Task data:

+++++

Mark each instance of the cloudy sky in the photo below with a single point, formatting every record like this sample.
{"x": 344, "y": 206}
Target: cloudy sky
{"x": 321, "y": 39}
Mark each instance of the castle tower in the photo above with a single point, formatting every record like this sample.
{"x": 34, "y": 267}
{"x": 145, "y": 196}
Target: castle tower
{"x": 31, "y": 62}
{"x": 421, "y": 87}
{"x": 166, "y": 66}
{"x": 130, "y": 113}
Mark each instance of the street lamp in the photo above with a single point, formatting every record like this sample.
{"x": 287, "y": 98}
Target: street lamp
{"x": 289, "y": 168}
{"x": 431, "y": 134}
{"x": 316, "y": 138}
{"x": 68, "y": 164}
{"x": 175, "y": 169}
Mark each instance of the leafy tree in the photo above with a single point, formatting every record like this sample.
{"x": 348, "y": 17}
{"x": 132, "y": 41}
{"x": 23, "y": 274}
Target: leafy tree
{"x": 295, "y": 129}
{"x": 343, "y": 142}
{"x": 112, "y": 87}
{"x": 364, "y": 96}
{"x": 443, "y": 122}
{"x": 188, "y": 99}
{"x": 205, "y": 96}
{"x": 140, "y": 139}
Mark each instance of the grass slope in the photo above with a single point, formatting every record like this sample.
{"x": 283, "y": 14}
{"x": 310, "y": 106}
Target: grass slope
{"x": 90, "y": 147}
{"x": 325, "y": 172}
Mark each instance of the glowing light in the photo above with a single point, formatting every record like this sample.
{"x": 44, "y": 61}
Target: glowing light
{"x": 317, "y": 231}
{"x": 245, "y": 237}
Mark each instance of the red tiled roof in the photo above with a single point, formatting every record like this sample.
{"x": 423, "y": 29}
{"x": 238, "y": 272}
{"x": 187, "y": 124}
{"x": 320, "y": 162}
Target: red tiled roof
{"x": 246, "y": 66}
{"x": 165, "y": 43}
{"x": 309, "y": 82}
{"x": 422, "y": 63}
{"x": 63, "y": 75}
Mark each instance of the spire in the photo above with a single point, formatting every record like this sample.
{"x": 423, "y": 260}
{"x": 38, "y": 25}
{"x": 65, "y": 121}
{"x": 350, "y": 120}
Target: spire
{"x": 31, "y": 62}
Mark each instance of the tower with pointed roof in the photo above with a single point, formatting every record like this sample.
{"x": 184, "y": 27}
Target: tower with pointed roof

+++++

Task brief:
For the string "pointed", filter the data and copy out each line where it occurs.

Result of the exercise:
Mark each instance of the tower with pointed roof in the photo above with a single point, formatting every record like this sample.
Target: tower with pointed roof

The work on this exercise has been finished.